Render every line of the data below as a Markdown table with two columns, Row and Line. Number the rows in order and omit any blank lines.
>> START Records for processing
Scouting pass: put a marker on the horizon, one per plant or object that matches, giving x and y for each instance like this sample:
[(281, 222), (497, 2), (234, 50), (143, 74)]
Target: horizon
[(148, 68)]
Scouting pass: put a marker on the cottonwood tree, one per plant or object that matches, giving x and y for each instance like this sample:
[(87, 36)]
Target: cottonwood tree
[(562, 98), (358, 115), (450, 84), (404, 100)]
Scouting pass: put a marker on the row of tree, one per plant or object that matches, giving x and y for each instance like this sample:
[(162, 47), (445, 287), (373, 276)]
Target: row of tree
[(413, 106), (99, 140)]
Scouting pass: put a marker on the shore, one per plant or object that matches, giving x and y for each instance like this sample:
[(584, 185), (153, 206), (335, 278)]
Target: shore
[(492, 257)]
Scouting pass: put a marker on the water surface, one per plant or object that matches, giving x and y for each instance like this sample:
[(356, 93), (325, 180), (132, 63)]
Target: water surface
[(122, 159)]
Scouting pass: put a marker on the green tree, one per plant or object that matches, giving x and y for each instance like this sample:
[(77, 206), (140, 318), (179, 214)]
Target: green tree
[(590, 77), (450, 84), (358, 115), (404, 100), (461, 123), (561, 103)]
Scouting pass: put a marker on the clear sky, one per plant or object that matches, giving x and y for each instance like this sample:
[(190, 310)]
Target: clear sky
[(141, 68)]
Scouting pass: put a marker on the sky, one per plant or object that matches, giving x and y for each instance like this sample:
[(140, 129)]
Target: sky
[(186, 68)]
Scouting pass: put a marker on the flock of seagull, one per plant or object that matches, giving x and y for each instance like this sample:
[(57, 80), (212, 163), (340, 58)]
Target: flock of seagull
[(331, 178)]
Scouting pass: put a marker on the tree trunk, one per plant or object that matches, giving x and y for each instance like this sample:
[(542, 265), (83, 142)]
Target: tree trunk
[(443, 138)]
>> END Records for processing
Complete output:
| Row | Line |
|---|---|
| 1 | Scouting pass: put a marker on the horizon, one per plant or object that matches, giving x and y for each instance like this sample: |
| 2 | [(281, 222), (497, 2), (234, 50), (143, 74)] |
| 3 | Target: horizon |
| 4 | [(148, 68)] |
| 5 | Scouting pass: put a marker on the cottonwood tree, one per plant or object that matches, giving x and y for each instance like this sample: |
| 6 | [(87, 36)] |
| 7 | Target: cottonwood tree |
| 8 | [(562, 98), (358, 115), (450, 84), (404, 100)] |
| 9 | Scouting pass: put a marker on the row of tree, one per plant or object that matches, giving x and y for each instance like this sample: |
| 10 | [(162, 47), (445, 287), (373, 276)] |
| 11 | Target: row of tree |
| 12 | [(413, 106), (99, 140)] |
| 13 | Scouting pass: put a marker on the shore, one per plant or object that matches, giving x and y for each instance like this sample: |
| 14 | [(584, 185), (153, 206), (335, 278)] |
| 15 | Target: shore |
| 16 | [(492, 257)] |
| 17 | Scouting pass: put a marker on the water surface, one per plant or object that matches, giving x and y for each instance like this sample: |
| 18 | [(356, 93), (325, 180), (132, 63)] |
| 19 | Target: water surface |
| 20 | [(122, 159)] |
| 21 | Scouting pass: put a marker on the green tree, one per plant or object that matches, giving x and y for each instance like this sample: |
| 22 | [(77, 206), (140, 318), (179, 214)] |
| 23 | Target: green tree |
| 24 | [(590, 77), (450, 84), (358, 115), (404, 100), (461, 123), (561, 103)] |
| 25 | Scouting pass: put a marker on the clear sky, one per plant or object that matches, giving x and y for each instance like this sample: |
| 26 | [(190, 310)] |
| 27 | Target: clear sky |
| 28 | [(141, 68)] |
| 29 | Scouting pass: put a marker on the sky, one per plant or object that matches, giving x and y for each instance like this sample: |
| 30 | [(140, 129)] |
| 31 | Target: sky |
| 32 | [(186, 68)] |
| 33 | Scouting pass: put a marker on the flock of seagull, one per plant or object that matches, giving x and y for each instance like this sample: |
| 34 | [(57, 80), (212, 163), (340, 58)] |
| 35 | Target: flock of seagull |
| 36 | [(331, 178)] |
| 37 | Scouting pass: put a marker on the tree trunk, one per plant or object that matches, giving x and y for each instance like this sample: |
| 38 | [(542, 265), (83, 142)] |
| 39 | Target: tree trunk |
| 40 | [(443, 138)] |